- **Source passage**:
— start —

Addis Ababa, 21 September 2006 - A UN report has called for a new approach in overseas aid to Africa, saying that not only should it be dramatically increased but it should also be depoliticised and distributed multilaterally.

The ‘Economic Development in Africa 2006' report, issued by the UN Conference on Trade and Development (UNCTAD), is sub-titled ‘Doubling Aid: Making the “Big Push” Work'. Launched on 21 September 2006, the report notes that aid is currently released in a chaotic manner, with too many different donors pushing too many development projects that sometimes compete with each other.

“This has in turn stretched the administrative capacities of the recipient countries to breaking point and undermined any pretence of local ownership of development programmes,” the report says.

The Millennium Development Goals are being used as a reference point and timeframe for judging progress on aid policies in Africa. “However there are already clear signs of slippage,” says the report, listing issues such as the concentration of aid flows on a relatively small number of countries.

— end —

- **Exercise set**:
(1) Revise the passage on the UNCTAD report about aid to Africa from "Addis Ababa, 21" up to and including "and distributed multilaterally.", substituting "foreign aid" for "overseas aid".
(2) According to the passage on aid to Africa, which body issued the ‘Economic Development in Africa 2006' report?
(3) Extend the passage on the UNCTAD report about aid to Africa, picking up after its final sentence.

Data records
— start —

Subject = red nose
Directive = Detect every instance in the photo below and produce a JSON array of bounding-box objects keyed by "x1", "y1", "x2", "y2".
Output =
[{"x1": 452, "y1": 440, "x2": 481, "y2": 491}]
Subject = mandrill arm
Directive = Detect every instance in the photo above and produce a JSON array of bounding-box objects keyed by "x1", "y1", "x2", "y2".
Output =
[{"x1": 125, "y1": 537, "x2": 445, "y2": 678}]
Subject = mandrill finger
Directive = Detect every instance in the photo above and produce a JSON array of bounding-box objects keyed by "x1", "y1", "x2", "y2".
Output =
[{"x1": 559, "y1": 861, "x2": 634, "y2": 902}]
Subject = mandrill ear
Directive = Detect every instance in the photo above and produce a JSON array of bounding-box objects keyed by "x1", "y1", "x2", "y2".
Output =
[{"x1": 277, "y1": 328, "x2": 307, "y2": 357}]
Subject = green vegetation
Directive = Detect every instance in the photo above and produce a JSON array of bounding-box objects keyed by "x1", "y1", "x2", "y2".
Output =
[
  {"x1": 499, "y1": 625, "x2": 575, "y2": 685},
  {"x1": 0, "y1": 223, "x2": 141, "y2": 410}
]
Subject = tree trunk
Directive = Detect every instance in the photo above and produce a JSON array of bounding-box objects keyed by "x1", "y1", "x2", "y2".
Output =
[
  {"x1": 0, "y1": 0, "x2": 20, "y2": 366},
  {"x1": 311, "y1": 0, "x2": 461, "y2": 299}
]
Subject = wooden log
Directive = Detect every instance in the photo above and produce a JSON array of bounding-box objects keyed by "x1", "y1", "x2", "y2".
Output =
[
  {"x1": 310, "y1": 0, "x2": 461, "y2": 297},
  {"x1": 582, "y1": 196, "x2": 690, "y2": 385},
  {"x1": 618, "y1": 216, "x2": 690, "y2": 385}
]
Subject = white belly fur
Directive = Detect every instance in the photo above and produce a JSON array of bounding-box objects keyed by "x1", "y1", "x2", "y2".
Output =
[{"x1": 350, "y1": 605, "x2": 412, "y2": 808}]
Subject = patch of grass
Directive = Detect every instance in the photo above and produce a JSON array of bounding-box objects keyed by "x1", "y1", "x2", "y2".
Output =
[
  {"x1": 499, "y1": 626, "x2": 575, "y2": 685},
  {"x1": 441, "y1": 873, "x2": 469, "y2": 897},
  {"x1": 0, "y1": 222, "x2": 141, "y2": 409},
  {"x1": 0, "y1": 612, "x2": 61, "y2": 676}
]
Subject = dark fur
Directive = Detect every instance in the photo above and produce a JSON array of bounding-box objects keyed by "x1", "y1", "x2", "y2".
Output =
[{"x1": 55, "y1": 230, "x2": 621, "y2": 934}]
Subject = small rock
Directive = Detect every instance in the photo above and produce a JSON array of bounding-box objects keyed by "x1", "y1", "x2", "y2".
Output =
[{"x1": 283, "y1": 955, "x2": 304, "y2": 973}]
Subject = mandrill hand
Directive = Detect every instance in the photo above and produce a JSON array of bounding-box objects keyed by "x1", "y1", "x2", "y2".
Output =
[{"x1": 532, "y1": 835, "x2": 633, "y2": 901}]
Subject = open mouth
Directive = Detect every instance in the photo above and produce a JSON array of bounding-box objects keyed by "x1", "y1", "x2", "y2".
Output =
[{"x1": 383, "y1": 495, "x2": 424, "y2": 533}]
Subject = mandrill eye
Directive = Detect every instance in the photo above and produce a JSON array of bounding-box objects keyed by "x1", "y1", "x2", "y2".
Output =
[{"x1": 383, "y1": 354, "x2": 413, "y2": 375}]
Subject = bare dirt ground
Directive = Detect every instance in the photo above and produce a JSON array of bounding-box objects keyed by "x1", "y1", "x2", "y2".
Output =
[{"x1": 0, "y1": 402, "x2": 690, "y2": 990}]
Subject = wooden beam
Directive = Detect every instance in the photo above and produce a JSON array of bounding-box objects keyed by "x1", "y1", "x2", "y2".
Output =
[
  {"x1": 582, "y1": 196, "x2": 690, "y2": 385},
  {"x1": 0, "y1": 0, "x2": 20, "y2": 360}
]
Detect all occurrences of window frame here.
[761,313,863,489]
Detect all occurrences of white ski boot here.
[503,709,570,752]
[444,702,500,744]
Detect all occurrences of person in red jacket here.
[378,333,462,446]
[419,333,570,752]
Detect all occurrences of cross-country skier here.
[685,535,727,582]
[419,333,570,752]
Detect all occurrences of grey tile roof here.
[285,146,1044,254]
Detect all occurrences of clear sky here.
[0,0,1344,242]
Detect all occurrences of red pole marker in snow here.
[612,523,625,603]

— end —

- **Responses by task**:
(1)
Addis Ababa, 21 September 2006 - A UN report has called for a new approach in foreign aid to Africa, saying that not only should it be dramatically increased but it should also be depoliticised and distributed multilaterally.

(2) The UN Conference on Trade and Development (UNCTAD).

(3)
“There are also very clear signals that security concerns and energy politics are again shaping the policy debates on aid and development,” it stresses. “There are, most worryingly of all, growing concerns about the effectiveness of NEPAD [New Partnership for Africa's Development] as a reliable development framework, along with persistent worries about whether African elites are willing to forsake short-term, rent-seeking behaviour for longer-term commitments to productive investments.”

The report calls for a new “aid architecture”, drawing partly on the Marshall Plan that helped revitalize European economies after the Second World War. This entails releasing funds in predictable tranches, through grants rather than loans. The report says the grants should come with limited conditionality and should help strengthen public sector management.

“The time is perhaps right to revisit the idea, first broached in the 1950s, of a UN funding window for African development,” it says.

“Africa is often held up as a prime example of wasted aid…One reason why aid has not always succeeded in accelerating growth and development is that these have not always been among its objectives.”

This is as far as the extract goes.